Count every line in the data below that includes "table", and give only the result.

**Dataset content:**
★ ★ ★ ★
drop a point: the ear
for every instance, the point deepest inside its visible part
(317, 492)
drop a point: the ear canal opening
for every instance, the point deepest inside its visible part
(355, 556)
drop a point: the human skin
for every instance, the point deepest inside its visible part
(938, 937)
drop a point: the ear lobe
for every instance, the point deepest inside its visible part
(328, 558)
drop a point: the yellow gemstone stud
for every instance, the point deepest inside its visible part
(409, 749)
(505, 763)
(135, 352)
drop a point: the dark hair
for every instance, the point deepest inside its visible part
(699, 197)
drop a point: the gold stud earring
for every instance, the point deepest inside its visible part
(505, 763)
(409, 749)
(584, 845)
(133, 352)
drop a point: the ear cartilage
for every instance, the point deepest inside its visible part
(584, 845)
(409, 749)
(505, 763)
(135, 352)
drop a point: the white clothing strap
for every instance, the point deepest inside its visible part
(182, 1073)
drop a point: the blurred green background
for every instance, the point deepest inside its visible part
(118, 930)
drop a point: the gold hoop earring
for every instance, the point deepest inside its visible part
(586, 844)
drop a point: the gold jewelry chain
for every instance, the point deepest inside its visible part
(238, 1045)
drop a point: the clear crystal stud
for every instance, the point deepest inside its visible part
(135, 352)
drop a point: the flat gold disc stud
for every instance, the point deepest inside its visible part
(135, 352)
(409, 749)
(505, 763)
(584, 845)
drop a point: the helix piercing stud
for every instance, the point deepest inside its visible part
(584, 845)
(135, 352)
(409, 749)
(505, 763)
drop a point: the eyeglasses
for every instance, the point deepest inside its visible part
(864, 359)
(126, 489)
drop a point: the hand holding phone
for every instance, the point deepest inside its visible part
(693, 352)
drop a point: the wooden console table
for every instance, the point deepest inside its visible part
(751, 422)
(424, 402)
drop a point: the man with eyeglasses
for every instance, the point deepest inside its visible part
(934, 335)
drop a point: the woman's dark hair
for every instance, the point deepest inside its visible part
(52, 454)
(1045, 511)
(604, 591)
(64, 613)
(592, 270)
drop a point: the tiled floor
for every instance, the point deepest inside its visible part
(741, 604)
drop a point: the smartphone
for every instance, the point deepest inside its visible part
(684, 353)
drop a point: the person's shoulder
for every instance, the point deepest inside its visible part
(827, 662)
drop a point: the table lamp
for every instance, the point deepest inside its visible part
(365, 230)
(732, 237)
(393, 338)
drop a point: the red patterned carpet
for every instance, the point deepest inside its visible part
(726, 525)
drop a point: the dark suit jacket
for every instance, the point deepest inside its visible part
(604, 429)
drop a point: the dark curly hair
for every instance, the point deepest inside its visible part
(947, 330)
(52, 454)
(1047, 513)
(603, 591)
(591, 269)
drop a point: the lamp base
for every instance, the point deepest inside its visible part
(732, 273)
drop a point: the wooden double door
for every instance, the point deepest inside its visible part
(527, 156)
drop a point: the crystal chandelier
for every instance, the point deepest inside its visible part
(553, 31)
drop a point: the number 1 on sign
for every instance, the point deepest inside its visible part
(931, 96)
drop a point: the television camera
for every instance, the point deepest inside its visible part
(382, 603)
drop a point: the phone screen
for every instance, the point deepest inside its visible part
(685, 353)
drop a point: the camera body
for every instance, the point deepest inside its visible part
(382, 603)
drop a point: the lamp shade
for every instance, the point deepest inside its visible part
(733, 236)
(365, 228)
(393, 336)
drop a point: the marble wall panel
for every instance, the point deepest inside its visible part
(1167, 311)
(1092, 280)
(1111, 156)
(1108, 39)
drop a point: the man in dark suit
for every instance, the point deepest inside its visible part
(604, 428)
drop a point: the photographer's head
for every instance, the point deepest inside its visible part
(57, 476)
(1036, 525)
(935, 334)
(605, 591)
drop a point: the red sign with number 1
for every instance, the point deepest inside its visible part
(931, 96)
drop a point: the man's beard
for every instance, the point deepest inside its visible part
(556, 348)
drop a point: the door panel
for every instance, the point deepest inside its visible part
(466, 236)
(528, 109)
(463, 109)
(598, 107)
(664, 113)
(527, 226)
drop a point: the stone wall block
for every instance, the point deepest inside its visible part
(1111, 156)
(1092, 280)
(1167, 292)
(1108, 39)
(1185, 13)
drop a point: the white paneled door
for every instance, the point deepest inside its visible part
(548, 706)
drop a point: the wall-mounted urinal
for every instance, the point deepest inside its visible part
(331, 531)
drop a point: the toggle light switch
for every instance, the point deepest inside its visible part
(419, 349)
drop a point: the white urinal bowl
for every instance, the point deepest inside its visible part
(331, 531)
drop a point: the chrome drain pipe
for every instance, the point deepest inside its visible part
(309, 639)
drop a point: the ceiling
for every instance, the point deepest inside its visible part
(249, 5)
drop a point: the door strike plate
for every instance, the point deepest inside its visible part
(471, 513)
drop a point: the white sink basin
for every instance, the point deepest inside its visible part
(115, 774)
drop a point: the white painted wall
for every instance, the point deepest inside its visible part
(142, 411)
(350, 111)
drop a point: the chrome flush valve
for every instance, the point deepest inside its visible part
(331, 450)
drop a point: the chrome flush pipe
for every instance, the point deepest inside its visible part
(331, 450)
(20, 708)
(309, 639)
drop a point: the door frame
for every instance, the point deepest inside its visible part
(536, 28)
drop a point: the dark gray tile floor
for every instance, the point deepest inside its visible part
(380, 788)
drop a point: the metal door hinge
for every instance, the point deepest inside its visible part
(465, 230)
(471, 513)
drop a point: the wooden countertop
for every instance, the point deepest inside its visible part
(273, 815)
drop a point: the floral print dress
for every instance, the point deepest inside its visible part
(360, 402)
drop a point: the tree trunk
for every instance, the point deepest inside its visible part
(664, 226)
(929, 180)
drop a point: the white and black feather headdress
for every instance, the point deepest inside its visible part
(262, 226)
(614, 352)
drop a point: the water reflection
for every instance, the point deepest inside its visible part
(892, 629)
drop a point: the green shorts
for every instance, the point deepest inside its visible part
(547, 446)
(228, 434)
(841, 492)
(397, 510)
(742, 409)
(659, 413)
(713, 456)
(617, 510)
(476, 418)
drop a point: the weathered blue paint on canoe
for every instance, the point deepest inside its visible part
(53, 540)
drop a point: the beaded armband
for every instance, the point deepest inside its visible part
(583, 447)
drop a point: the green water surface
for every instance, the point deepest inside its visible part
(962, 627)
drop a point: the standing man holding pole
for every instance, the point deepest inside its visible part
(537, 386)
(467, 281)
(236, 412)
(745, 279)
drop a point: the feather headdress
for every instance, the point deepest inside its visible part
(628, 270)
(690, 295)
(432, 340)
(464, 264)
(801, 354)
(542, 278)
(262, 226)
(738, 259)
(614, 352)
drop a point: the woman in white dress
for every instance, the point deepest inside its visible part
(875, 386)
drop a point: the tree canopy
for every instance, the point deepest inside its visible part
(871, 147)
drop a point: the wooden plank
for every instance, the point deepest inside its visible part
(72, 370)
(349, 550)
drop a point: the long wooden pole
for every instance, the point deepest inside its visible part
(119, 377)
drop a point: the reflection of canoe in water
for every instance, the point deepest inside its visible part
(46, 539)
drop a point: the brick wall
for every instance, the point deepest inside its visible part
★ ★ ★ ★
**Solution to the problem:**
2